_Short problem_
Pull out every row below that contains the string "wall" and copy each one in full. Case counts when matching.

_Given records_
START

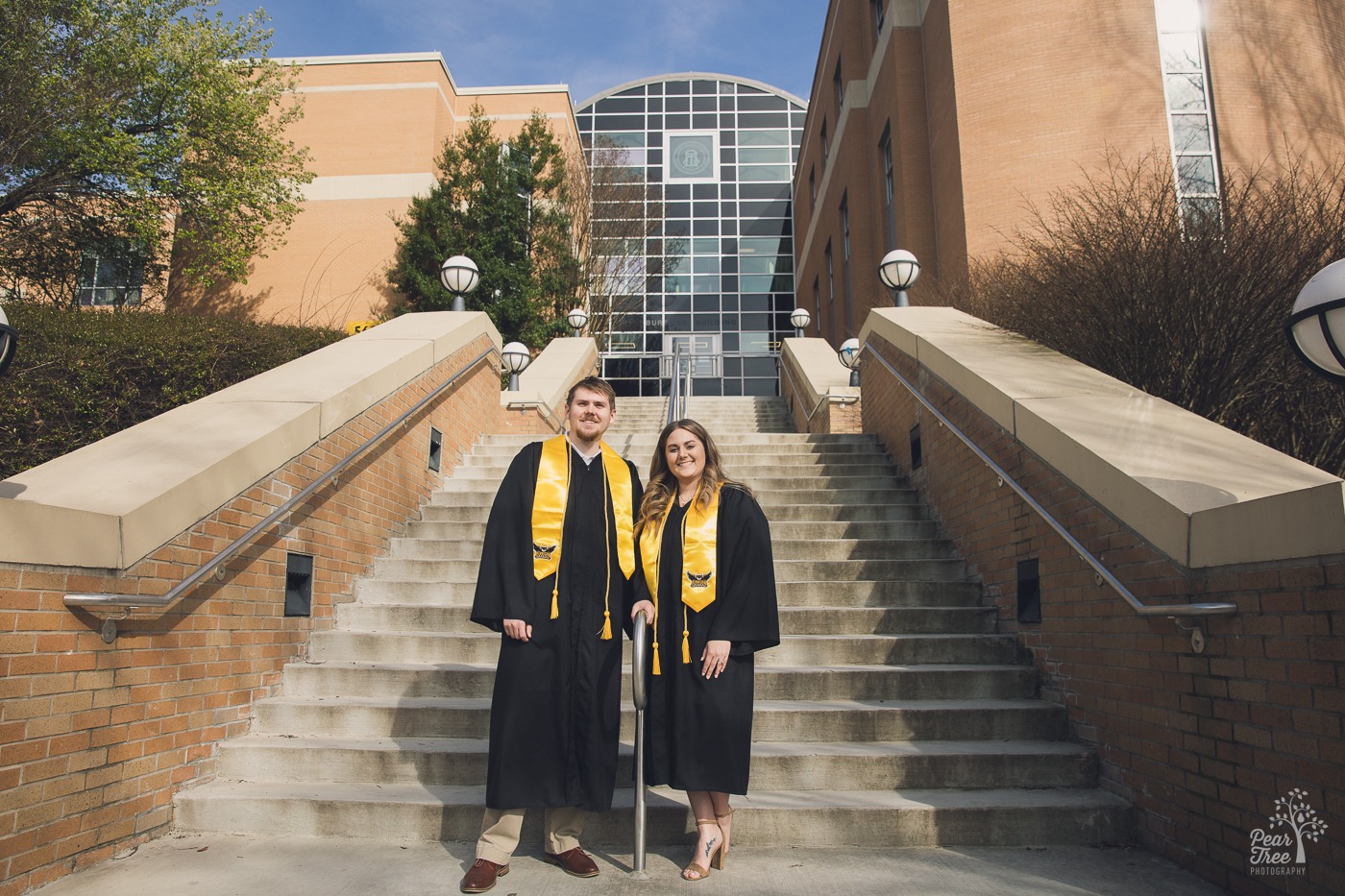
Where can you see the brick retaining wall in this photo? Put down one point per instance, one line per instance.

END
START

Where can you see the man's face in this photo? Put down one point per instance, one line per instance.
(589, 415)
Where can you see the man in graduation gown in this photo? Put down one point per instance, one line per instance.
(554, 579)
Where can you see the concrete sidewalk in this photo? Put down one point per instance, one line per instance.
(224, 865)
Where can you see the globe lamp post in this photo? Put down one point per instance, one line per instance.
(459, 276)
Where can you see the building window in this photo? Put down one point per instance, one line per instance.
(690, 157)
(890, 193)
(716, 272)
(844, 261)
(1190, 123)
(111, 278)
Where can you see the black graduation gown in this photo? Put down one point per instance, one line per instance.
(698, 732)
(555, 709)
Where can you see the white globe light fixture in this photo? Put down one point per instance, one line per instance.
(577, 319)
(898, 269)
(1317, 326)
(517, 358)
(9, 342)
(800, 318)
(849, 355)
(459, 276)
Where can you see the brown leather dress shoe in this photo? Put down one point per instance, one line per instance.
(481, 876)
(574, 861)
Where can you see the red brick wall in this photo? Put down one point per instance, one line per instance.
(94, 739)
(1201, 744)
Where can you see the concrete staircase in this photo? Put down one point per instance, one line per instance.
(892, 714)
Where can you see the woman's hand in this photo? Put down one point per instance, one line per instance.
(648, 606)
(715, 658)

END

_Solved exercise_
Where can you see the brick retaining wall in this photo? Put down one point per instance, one line per instance.
Where can you see the red brick wall in this photo? Put down one point per instance, one line per instance.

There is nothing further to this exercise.